— Start of Source text —

Gutman‘s claims all depend on pretending that irregular war is inherently evil, that there are no rules governing unconventional war. If the YPG/J’s tactics are illegitimate, you’re delegitimizing all irregular war. You’re describing tactics practiced by every irregular leader from Collins to Mandela. You have not found evidence of actions that are considered atrocities by legitimate irregular groups: enslavement, sectarian murder, forced conversion, massacre of prisoners.
That last one, “massacre of prisoners,” is the most significant. If you know irregular war, you know that groups can’t afford to keep POWs in nice neat camps. So most of the time, they try to trade them, or kill them outright. Killing of prisoners has been documented among many groups in the Syrian War.
There’s no evidence, no claim even by Gutman that it’s been carried out by the YPG/J.

— End of Source text —
— Start of Exercise material —

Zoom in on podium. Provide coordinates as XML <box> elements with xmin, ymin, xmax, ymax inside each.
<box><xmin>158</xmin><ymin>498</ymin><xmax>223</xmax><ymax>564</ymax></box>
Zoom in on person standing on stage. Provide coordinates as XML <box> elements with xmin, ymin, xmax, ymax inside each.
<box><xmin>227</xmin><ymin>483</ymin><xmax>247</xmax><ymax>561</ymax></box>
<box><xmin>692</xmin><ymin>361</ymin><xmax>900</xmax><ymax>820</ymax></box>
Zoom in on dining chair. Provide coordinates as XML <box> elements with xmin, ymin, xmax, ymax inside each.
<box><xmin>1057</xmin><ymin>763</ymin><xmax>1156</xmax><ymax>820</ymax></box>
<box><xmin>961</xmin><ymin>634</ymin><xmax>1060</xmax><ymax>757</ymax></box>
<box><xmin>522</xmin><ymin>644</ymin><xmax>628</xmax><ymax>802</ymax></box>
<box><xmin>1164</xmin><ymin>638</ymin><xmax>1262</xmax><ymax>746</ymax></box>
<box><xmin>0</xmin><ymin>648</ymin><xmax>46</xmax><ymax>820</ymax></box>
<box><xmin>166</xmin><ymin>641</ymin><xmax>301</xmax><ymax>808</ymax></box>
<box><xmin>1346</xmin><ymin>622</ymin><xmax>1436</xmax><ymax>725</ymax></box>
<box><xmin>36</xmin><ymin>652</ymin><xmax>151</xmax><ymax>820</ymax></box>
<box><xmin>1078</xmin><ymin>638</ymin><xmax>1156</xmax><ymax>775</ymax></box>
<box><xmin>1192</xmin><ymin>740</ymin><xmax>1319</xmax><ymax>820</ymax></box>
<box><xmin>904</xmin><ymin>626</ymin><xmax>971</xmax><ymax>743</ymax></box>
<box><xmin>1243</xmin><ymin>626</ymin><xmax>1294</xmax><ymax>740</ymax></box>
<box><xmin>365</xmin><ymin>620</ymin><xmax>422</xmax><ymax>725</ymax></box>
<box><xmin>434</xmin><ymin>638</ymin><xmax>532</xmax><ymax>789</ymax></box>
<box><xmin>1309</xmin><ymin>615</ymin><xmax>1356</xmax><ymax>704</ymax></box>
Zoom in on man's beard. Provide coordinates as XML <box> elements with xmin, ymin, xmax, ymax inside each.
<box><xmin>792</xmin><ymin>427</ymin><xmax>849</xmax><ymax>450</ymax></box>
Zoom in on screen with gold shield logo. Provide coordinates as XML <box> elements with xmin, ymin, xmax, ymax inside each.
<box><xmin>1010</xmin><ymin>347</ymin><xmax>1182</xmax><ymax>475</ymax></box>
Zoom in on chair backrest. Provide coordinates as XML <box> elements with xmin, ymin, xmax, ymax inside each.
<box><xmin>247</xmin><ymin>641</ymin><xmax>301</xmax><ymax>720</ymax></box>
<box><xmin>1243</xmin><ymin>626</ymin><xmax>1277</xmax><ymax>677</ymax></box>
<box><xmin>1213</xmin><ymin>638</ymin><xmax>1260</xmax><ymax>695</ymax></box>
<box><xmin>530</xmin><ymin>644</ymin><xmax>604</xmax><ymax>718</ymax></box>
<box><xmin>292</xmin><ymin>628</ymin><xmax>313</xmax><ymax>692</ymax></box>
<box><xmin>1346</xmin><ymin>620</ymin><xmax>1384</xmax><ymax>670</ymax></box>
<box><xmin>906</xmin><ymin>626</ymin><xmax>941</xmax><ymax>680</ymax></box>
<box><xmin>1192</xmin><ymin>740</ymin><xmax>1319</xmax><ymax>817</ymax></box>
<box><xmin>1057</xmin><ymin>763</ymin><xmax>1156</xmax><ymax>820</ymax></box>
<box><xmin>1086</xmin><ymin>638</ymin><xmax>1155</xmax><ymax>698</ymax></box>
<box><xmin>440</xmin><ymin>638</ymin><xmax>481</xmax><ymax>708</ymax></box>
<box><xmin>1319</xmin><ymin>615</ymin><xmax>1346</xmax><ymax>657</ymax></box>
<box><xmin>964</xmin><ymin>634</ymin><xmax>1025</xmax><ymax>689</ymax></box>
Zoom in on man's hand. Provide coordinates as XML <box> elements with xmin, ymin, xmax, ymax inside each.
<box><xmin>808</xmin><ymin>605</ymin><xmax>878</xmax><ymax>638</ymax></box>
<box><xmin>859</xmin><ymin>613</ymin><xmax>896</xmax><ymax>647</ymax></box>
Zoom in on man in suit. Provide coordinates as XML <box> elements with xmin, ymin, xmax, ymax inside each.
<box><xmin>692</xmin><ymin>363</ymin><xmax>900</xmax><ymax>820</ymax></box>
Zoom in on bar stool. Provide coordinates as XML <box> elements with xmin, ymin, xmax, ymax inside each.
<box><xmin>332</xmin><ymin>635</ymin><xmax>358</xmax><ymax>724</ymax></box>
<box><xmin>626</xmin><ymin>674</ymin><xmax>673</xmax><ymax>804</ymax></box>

— End of Exercise material —

■ **Requests**
- a) In the records, starting at the line that contains "Zoom in on bar" and ending at the last line of the records, change "bar stool" to "counter stool" and give those lines again with nothing else altered.
- b) Write what comes next in the text on the YPG/J and irregular war.

■ **Written answers**
- a)
Zoom in on counter stool. Provide coordinates as XML <box> elements with xmin, ymin, xmax, ymax inside each.
<box><xmin>332</xmin><ymin>635</ymin><xmax>358</xmax><ymax>724</ymax></box>
<box><xmin>626</xmin><ymin>674</ymin><xmax>673</xmax><ymax>804</ymax></box>

- b)
To decry the tactics of irregular militias by way of advocating high-tech bombing campaigns is Gutman’s standard MO. It’s also a particularly vile, though lucrative, form of hypocrisy.
Oddly, Gutman takes on the YPG/J’s greatest moment, Kobane — a purely conventional battle where no civilians were involved and where the Syrian Kurdish militia behaved heroically.
But look what that struggle becomes in his hands:
“In late 2014, when ISIS attacked Kobani, drawing US air strikes that killed as many as 2,000 ISIS fighters….[a]ccording to former residents, the YPG abandoned the outskirts of Kobani to ISIS without a fight, ordering residents to leave the villages they were eager to defend.”
Even by Gutman‘s very low standards, this is appalling. He accuses the YPG/J of abandoning outlying villages — a “war crime”, apparently.
Remember the siege of Kobane? Remember the situation in Syria in the winter of 2014-15?
IS was advancing on the little Kurdish border town of Kobane with a huge force, complete with all the heavy weaponry it had inherited from the collapse of the US-funded Iraqi Army. YPG/J was holding out — outnumbered, outgunned by IS, which was coming off a string of remarkable victories and considered unstoppable. After all, the much bigger, better-armed Iraqi Army had just abandoned half of Iraq to a few hundred IS troops.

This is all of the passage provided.